▸ **Exercise objective**
Search the records below for the word "jeans", then return every line where it appears.

┌──

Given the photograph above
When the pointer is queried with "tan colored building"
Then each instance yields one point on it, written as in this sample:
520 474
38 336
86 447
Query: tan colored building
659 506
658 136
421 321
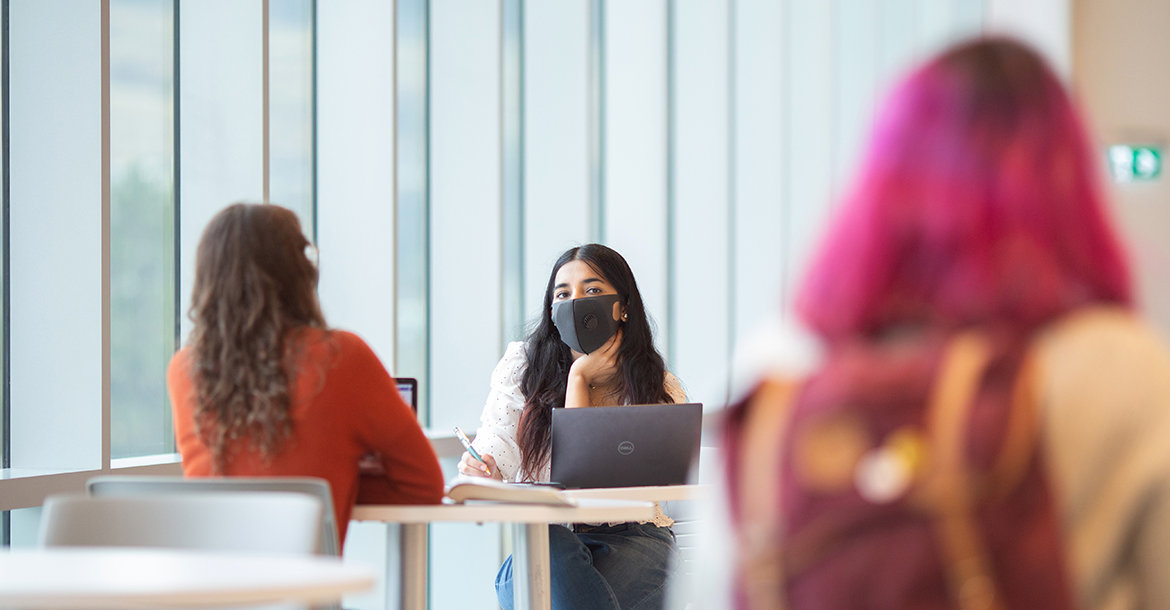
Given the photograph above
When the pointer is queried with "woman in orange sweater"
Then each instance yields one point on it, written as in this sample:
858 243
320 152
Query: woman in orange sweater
265 388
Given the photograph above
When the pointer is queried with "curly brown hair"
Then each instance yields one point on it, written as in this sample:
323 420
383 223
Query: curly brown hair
254 288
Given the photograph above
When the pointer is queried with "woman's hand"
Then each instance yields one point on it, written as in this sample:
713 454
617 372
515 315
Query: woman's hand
474 467
592 370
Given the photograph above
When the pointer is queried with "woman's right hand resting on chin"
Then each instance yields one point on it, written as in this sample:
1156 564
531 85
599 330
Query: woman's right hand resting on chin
474 467
591 370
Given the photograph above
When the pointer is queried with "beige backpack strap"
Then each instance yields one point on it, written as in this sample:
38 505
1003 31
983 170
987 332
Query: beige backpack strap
950 493
763 430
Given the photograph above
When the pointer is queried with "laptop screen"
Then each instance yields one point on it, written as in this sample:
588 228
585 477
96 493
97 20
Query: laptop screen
408 389
626 446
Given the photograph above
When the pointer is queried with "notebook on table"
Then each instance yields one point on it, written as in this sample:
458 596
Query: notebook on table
626 446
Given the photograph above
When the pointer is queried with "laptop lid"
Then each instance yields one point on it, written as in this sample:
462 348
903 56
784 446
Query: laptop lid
625 446
408 389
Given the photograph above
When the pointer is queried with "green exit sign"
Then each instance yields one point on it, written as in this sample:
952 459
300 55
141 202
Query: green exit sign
1130 163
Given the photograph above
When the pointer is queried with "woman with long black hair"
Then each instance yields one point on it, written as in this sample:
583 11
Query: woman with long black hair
592 566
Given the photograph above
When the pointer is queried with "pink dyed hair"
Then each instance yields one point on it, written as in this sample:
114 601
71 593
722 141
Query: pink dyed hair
978 204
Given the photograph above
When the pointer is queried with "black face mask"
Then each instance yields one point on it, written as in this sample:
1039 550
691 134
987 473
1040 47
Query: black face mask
586 323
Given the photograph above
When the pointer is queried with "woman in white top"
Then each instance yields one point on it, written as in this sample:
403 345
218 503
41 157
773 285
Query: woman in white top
563 365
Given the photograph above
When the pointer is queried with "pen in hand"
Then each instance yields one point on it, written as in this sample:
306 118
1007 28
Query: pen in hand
467 445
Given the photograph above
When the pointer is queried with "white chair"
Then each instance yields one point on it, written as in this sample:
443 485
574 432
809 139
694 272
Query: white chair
124 486
255 521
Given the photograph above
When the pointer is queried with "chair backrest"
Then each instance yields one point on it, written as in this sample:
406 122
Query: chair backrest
140 486
253 521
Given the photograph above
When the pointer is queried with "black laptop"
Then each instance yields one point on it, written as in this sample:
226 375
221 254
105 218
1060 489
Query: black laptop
625 446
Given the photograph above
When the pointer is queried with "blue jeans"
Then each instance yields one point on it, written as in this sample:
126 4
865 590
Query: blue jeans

└──

▸ **The answer**
When the pointer is queried with "blue jeans"
Query: blue jeans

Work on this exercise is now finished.